>> BEGIN AVAILABLE RECORDS
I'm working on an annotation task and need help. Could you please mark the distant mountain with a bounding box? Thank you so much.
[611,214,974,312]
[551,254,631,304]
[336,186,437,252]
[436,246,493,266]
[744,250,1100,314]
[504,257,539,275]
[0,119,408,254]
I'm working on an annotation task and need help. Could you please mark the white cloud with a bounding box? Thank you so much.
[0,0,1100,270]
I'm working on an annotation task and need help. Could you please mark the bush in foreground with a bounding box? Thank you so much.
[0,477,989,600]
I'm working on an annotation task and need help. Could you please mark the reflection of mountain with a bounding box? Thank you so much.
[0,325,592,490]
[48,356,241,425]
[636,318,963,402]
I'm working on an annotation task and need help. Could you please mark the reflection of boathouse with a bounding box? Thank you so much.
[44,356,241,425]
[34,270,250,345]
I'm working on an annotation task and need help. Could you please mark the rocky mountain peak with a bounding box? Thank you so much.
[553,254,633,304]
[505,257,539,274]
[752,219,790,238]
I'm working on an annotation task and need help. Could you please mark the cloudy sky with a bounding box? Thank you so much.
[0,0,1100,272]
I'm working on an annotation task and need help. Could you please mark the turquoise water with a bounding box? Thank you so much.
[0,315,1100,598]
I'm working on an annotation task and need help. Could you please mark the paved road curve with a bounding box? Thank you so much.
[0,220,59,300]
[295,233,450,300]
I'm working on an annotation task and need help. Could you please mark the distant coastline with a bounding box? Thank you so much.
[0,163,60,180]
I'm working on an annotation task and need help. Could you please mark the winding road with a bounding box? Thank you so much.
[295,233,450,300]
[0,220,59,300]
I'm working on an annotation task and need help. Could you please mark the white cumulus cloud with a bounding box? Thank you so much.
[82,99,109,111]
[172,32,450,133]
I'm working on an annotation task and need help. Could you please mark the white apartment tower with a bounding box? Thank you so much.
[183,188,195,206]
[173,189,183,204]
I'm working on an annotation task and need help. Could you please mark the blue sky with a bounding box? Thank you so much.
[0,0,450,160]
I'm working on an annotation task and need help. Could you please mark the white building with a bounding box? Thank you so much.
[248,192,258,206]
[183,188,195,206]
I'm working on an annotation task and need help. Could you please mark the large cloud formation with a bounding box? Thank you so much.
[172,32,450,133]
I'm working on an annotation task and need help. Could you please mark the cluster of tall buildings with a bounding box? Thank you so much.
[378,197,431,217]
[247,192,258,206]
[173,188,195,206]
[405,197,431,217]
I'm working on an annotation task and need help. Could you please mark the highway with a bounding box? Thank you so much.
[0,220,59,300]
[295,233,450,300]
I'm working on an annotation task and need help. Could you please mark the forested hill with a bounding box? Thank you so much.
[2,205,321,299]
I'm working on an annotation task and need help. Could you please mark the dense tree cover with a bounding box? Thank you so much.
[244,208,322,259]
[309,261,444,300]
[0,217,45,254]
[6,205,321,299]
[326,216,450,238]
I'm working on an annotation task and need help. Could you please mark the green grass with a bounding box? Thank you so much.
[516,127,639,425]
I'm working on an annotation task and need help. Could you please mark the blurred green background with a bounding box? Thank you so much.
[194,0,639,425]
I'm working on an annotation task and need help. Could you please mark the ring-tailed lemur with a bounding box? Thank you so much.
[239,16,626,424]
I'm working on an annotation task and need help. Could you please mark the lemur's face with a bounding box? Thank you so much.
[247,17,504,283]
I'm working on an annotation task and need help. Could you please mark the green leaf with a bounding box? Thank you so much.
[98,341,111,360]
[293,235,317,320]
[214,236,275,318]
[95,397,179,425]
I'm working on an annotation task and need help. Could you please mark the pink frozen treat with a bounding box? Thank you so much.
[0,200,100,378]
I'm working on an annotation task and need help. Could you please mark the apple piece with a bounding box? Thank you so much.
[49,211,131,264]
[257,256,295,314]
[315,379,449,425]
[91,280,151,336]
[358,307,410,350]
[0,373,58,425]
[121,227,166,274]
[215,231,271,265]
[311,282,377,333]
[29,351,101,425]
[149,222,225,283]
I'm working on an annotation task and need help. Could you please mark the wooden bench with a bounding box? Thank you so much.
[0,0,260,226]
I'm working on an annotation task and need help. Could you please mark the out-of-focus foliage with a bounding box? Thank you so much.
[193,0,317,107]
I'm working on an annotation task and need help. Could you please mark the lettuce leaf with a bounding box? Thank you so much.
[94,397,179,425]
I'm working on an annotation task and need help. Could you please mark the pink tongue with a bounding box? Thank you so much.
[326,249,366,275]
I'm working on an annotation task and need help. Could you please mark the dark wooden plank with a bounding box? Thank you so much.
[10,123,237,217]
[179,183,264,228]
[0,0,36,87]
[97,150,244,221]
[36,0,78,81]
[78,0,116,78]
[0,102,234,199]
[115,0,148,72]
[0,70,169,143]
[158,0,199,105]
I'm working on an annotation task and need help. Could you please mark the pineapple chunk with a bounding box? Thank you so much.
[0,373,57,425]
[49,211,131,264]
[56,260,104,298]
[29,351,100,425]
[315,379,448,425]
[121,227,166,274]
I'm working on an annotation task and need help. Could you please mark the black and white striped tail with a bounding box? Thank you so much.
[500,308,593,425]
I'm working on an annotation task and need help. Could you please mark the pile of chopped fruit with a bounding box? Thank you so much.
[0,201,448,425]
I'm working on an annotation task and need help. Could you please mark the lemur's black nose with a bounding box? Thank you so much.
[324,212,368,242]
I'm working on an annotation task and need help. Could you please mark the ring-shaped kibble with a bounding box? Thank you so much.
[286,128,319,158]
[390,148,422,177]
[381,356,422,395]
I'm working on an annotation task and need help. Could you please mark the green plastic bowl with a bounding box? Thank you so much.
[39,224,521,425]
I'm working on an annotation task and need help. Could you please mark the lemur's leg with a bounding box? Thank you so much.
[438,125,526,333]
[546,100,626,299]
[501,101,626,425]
>> END AVAILABLE RECORDS
Output these lines as a Markdown table with two columns, Row and Line, numbering each row and omitting blank lines.

| Row | Line |
|---|---|
| 1 | I'm working on an annotation task and need help. Could you please mark the distant mountain with a bounding box? Thank you so much. |
| 2 | [611,214,974,312] |
| 3 | [551,254,631,304] |
| 4 | [336,186,437,252] |
| 5 | [436,246,493,266] |
| 6 | [744,250,1100,314] |
| 7 | [504,257,539,275] |
| 8 | [0,119,408,254] |
| 9 | I'm working on an annotation task and need help. Could you please mark the white cloud with a bounding box? Thank you so much. |
| 10 | [0,0,1100,270] |
| 11 | I'm working on an annotation task and need help. Could you please mark the bush in foreground with a bounding box? Thank you so much. |
| 12 | [0,477,989,600] |
| 13 | I'm working on an annotation task and need help. Could you please mark the reflection of mountain with a bounding box? Thank you so much. |
| 14 | [0,325,592,490] |
| 15 | [48,356,241,425] |
| 16 | [636,318,963,402] |
| 17 | I'm working on an annotation task and need help. Could you please mark the reflection of boathouse with a bounding box? Thank you so much. |
| 18 | [44,356,241,425] |
| 19 | [34,270,250,345] |
| 20 | I'm working on an annotation task and need help. Could you please mark the rocky mountain peak with a bounding box? Thank you so much. |
| 21 | [553,254,633,304] |
| 22 | [505,257,539,274] |
| 23 | [752,219,790,238] |
| 24 | I'm working on an annotation task and need help. Could you please mark the cloudy sky with a bounding box? Thank you so much. |
| 25 | [0,0,1100,272] |
| 26 | I'm working on an annotation task and need help. Could you please mark the turquoise water with a bounding box? Thank you so much. |
| 27 | [0,315,1100,598] |
| 28 | I'm working on an annotation task and need help. Could you please mark the paved road curve with a bounding box? Thank you so much. |
| 29 | [0,220,59,300] |
| 30 | [295,233,450,300] |
| 31 | I'm working on an annotation task and need help. Could you please mark the distant coastline with a bounding box? Thank you so much. |
| 32 | [0,163,60,180] |
| 33 | I'm working on an annotation task and need help. Could you please mark the winding road with a bounding box? Thank you so much. |
| 34 | [295,233,450,300] |
| 35 | [0,220,59,300] |
| 36 | I'm working on an annotation task and need help. Could you please mark the white cumulus cloud with a bounding box? Thank you so much. |
| 37 | [82,99,109,111] |
| 38 | [172,32,450,133] |
| 39 | I'm working on an annotation task and need help. Could you please mark the white apartment tower with a bounding box? Thank you so much. |
| 40 | [183,188,195,206] |
| 41 | [173,189,183,204] |
| 42 | I'm working on an annotation task and need help. Could you please mark the blue sky with a bounding box? Thank you so much. |
| 43 | [0,0,450,160] |
| 44 | I'm working on an annotation task and need help. Could you please mark the white building with a bounding box? Thank you so much. |
| 45 | [248,192,258,206] |
| 46 | [183,188,195,206] |
| 47 | I'm working on an annotation task and need help. Could you please mark the large cloud formation with a bounding box? Thank you so much. |
| 48 | [172,32,450,133] |
| 49 | I'm working on an annotation task and need help. Could you please mark the cluster of tall buildings with a bounding box? Thank you so much. |
| 50 | [378,197,431,217] |
| 51 | [247,192,258,206] |
| 52 | [173,188,195,206] |
| 53 | [405,197,431,217] |
| 54 | I'm working on an annotation task and need help. Could you please mark the highway with a bounding box? Thank you so much. |
| 55 | [0,220,59,300] |
| 56 | [295,233,450,300] |
| 57 | I'm working on an annotation task and need help. Could you please mark the forested hill with a bounding box? Thank you so much. |
| 58 | [2,205,321,299] |
| 59 | I'm working on an annotation task and need help. Could you please mark the dense tree cover with a bounding box? Thank you so much. |
| 60 | [244,208,322,259] |
| 61 | [309,261,444,300] |
| 62 | [0,217,45,254] |
| 63 | [6,205,321,299] |
| 64 | [326,216,450,238] |
| 65 | I'm working on an annotation task and need help. Could you please mark the green grass with a bounding box? Thank you so much. |
| 66 | [516,127,639,425] |
| 67 | I'm working on an annotation task and need help. Could you please mark the blurred green background with a bounding box? Thank you so much. |
| 68 | [194,0,639,425] |
| 69 | I'm working on an annotation task and need help. Could you please mark the ring-tailed lemur with a bounding box? Thank you so much. |
| 70 | [239,16,626,424] |
| 71 | I'm working on an annotation task and need help. Could you please mark the lemur's face with a bounding box? Thank you so much. |
| 72 | [247,17,504,283] |
| 73 | I'm working on an annotation task and need help. Could you please mark the green leaf with a bounding box? Thank you so much. |
| 74 | [98,341,111,360] |
| 75 | [293,235,317,320] |
| 76 | [214,236,275,318] |
| 77 | [95,397,179,425] |
| 78 | I'm working on an annotation task and need help. Could you please mark the pink frozen treat with a bounding box? Thank you so much. |
| 79 | [0,200,100,378] |
| 80 | I'm working on an annotation task and need help. Could you please mark the apple piece with a bounding box? Thank you so much. |
| 81 | [49,211,131,264] |
| 82 | [257,256,295,314] |
| 83 | [315,379,449,425] |
| 84 | [91,280,151,336] |
| 85 | [358,307,410,350] |
| 86 | [0,373,58,425] |
| 87 | [121,227,166,274] |
| 88 | [215,231,271,265] |
| 89 | [311,282,377,333] |
| 90 | [29,351,101,425] |
| 91 | [149,222,225,283] |
| 92 | I'm working on an annotation task and need help. Could you please mark the wooden bench with a bounding box? Thank you so much. |
| 93 | [0,0,260,226] |
| 94 | I'm working on an annotation task and need help. Could you please mark the out-of-focus foliage with a bounding box? Thank you so much. |
| 95 | [193,0,317,107] |
| 96 | I'm working on an annotation task and need help. Could you please mark the lettuce leaf with a bounding box? Thank you so much. |
| 97 | [94,397,179,425] |
| 98 | I'm working on an annotation task and need help. Could you please mark the pink tongue with a bounding box? Thank you so much. |
| 99 | [326,249,366,275] |
| 100 | I'm working on an annotation task and need help. Could you please mark the dark wooden plank with a bounding box? Thank you so much. |
| 101 | [10,123,237,217] |
| 102 | [179,183,264,228] |
| 103 | [0,0,36,87] |
| 104 | [97,150,244,221] |
| 105 | [36,0,78,81] |
| 106 | [78,0,116,78] |
| 107 | [0,102,234,199] |
| 108 | [115,0,148,72] |
| 109 | [0,70,169,143] |
| 110 | [158,0,199,105] |
| 111 | I'm working on an annotation task and need help. Could you please mark the pineapple chunk with a bounding box? Thank you so much. |
| 112 | [0,373,57,425] |
| 113 | [49,211,131,264] |
| 114 | [56,260,104,298] |
| 115 | [29,351,100,425] |
| 116 | [315,379,448,425] |
| 117 | [121,227,166,274] |
| 118 | I'm working on an annotation task and need help. Could you please mark the black and white striped tail with a bounding box? Thank you so much. |
| 119 | [500,308,593,425] |
| 120 | I'm working on an annotation task and need help. Could you please mark the pile of chopped fruit with a bounding box? Thank you so much. |
| 121 | [0,201,448,425] |
| 122 | I'm working on an annotation task and need help. Could you please mark the lemur's black nose with a bounding box? Thank you so much. |
| 123 | [324,212,368,242] |
| 124 | I'm working on an annotation task and need help. Could you please mark the ring-shaped kibble with a bounding box? Thank you so much. |
| 125 | [286,128,319,158] |
| 126 | [390,148,422,177] |
| 127 | [381,356,422,395] |
| 128 | I'm working on an annotation task and need help. Could you please mark the green plastic bowl with a bounding box? Thank you so much. |
| 129 | [39,224,521,425] |
| 130 | I'm working on an annotation task and need help. Could you please mark the lemur's leg with a bounding box? Thank you so much. |
| 131 | [438,125,526,333] |
| 132 | [546,100,626,299] |
| 133 | [501,101,626,425] |